• Texte fourni:

▬▬▬

Anne Gérard - L’herbe sous les pieds

3 juillet – 16 août 2015
galerie Anne Perré – 9 rue Eugène Dutuit – 76000 Rouen

Sans-titre, série L’herbe sous les pieds, technique mixte sur papier, diptyque, 65 x 100 cm, 2013.

Anne Gérard : une transfiguration du banal Rendre compte de l’œuvre d’Anne Gérard oblige à une forme d’investigation dont le cheminement s’apparente à celui de l’archéologie pratique. Il conduit en effet à creuser son objet en adoptant les précautions de la méthode stratigraphique, découvrant couche après couche le feuilletage d’une œuvre dont les variations dessinent les contours d’un projet artistique progressant par séries. Mais comme ces séries ne sont jamais closes complètement et qu’elles font quelquefois l’objet de reprises inscrites dans des temporalités elles-mêmes variables, leur évolutivité même les rapproche davantage d’histoires à suivre que de programmes de fabrication. L’autonomie expérimentale et la dimension narrative qui caractérisent l’avancée des travaux au sein de chaque ensemble donnent à cette forme de sérialité une qualité qui l’éloigne beaucoup du modèle qu’avait historiquement déposé l’Art Conceptuel.

La progression sérielle revue ainsi par Anne G. ressemble alors plus à une méditation digressive qu’à l’application d’une machinerie programmatique, comme si, au début de chaque série, elle construisait les éléments d’un atelier mental dont les principes initiaux, thématiques, matériologiques et processuels, seraient mis à l’épreuve d’une aventure de la pratique, laissant une part importante à l’improvisation heureuse. Cet abandon à une forme de sérendipité qui rend possible, à partir de prémisses rigoureuses, le dialogue entre le programme et le hasard dans l’élaboration de l’œuvre me parait être un des moteurs du fonctionnement poétique du travail de l’artiste et la garantie de sa dynamique de régénération. Le principe de répétition qui est à la base du fonctionnement sériel est ainsi requestionné du point de vue même des différences qu’il produit dans la réitération de la pratique, à partir du moment où elle n’est pas mécanisée entièrement. Le jeu instauré par l’artiste dans le système de l’œuvre donne alors à la répétition la valeur d’une reprise, au sens où ce terme est employé dans le monde musical, c’est à dire comme réinterprétation et réinvention d’un motif. Cette hypothèse est aussi confirmée, à l’échelle du temps global de l’œuvre, par la non-clôture des séries qui peuvent faire l’objet de revisitations ou d’extensions explorant de nouveaux développements formels. En plaçant l’ensemble de son travail, que ce soit dans le processus d’élaboration de chaque pièce ou dans l’évolution temporelle des séries qui en constituent les laboratoires particuliers, sous le signe majeur de la reprise, l’artiste donne à sa recherche une liberté paradoxale, celle d’un champ expérimental utilisant les contraintes propres à ses définitions comme moteur de sa réinvention permanente.

▬▬▬

• Extraits des entrées:
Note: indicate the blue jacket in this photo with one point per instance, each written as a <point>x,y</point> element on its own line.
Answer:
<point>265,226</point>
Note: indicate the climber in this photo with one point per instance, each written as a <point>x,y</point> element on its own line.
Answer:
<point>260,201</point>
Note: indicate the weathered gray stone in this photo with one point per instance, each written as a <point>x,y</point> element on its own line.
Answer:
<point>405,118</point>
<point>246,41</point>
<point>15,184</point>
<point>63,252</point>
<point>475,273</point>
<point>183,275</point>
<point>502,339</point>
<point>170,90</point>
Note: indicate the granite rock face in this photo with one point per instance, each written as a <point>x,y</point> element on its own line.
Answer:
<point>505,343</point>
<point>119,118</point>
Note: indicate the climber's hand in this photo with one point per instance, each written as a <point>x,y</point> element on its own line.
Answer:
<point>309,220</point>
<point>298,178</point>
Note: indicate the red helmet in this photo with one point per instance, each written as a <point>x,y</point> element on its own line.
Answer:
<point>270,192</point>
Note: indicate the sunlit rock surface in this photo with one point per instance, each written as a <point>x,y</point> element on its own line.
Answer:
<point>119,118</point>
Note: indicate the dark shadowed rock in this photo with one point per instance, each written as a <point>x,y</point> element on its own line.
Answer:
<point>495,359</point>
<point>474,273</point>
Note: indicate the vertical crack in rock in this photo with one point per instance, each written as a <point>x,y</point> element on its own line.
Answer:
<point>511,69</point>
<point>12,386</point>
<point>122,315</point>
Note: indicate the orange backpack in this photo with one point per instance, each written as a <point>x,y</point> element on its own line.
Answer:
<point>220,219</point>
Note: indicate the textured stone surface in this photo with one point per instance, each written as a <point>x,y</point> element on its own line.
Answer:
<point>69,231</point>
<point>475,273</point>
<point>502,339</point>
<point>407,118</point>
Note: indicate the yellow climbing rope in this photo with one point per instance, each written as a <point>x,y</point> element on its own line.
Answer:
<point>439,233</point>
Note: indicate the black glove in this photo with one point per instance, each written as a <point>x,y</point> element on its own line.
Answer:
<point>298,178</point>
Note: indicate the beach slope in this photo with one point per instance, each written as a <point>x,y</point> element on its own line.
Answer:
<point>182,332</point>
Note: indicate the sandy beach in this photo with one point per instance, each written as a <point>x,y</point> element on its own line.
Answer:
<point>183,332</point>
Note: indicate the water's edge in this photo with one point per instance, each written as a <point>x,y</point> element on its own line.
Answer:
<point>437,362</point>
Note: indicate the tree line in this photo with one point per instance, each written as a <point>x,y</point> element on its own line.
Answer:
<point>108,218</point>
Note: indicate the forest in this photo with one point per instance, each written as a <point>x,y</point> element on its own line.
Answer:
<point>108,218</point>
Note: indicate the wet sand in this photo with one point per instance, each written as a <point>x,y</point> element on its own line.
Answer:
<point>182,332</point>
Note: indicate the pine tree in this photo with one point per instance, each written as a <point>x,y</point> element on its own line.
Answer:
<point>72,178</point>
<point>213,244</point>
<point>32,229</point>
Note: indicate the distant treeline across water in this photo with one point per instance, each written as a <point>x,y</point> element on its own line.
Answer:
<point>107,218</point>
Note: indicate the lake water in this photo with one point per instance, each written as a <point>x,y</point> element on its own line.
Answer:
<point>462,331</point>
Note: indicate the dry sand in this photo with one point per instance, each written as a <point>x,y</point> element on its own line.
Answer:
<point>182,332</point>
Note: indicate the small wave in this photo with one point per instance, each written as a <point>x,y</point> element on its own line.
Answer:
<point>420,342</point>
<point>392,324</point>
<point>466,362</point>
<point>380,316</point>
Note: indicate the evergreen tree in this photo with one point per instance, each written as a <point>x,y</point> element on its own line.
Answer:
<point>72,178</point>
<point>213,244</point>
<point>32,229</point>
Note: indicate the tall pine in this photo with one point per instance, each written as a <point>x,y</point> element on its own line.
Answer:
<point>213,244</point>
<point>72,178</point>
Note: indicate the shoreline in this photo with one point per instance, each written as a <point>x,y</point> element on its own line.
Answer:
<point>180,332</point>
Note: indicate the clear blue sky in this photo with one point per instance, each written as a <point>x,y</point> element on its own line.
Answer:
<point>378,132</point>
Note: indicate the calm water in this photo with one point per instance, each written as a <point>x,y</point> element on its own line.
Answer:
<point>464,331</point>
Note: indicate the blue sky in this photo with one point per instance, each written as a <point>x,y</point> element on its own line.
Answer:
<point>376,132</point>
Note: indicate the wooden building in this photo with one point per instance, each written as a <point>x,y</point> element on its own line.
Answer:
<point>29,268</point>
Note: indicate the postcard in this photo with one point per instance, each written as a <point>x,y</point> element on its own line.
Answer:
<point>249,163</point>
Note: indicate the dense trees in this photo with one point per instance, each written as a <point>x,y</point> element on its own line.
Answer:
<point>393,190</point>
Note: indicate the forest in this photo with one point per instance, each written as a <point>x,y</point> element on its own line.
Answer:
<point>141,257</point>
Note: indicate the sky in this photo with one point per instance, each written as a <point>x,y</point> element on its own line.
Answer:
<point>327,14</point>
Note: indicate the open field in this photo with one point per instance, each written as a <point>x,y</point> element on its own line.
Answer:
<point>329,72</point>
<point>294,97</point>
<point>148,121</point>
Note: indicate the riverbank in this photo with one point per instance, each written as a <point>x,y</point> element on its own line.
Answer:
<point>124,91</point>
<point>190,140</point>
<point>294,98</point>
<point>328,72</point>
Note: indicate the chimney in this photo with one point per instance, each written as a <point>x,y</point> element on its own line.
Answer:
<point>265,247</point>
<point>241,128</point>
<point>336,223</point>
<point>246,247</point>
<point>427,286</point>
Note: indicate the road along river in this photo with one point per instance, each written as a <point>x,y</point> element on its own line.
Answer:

▬▬▬

• Exercice 1:
D'après le texte sur l'œuvre d'Anne Gérard, répondez aux questions suivantes :
(a) À quelles dates l'exposition a-t-elle lieu ?
(b) Quelles sont les dimensions du diptyque sans titre de la série L'herbe sous les pieds ?
(c) Dans le monde musical, quel sens le terme « reprise » prend-il ?
• Exercice 2:
Recopiez sans modification les lignes des entrées comprises entre celle qui contient « Note: indicate the climber's » et celle qui contient « <point>183,332</point> », ces deux lignes incluses.
Le texte et les entrées n'ont aucun lien entre eux.

• Réponse 1:
(a) Du 3 juillet au 16 août 2015.
(b) 65 x 100 cm.
(c) Celui de réinterprétation et de réinvention d'un motif.

• Réponse 2:
Note: indicate the climber's hand in this photo with one point per instance, each written as a <point>x,y</point> element on its own line.
Answer:
<point>309,220</point>
<point>298,178</point>
Note: indicate the red helmet in this photo with one point per instance, each written as a <point>x,y</point> element on its own line.
Answer:
<point>270,192</point>
Note: indicate the sunlit rock surface in this photo with one point per instance, each written as a <point>x,y</point> element on its own line.
Answer:
<point>119,118</point>
Note: indicate the dark shadowed rock in this photo with one point per instance, each written as a <point>x,y</point> element on its own line.
Answer:
<point>495,359</point>
<point>474,273</point>
Note: indicate the vertical crack in rock in this photo with one point per instance, each written as a <point>x,y</point> element on its own line.
Answer:
<point>511,69</point>
<point>12,386</point>
<point>122,315</point>
Note: indicate the orange backpack in this photo with one point per instance, each written as a <point>x,y</point> element on its own line.
Answer:
<point>220,219</point>
Note: indicate the textured stone surface in this photo with one point per instance, each written as a <point>x,y</point> element on its own line.
Answer:
<point>69,231</point>
<point>475,273</point>
<point>502,339</point>
<point>407,118</point>
Note: indicate the yellow climbing rope in this photo with one point per instance, each written as a <point>x,y</point> element on its own line.
Answer:
<point>439,233</point>
Note: indicate the black glove in this photo with one point per instance, each written as a <point>x,y</point> element on its own line.
Answer:
<point>298,178</point>
Note: indicate the beach slope in this photo with one point per instance, each written as a <point>x,y</point> element on its own line.
Answer:
<point>182,332</point>
Note: indicate the sandy beach in this photo with one point per instance, each written as a <point>x,y</point> element on its own line.
Answer:
<point>183,332</point>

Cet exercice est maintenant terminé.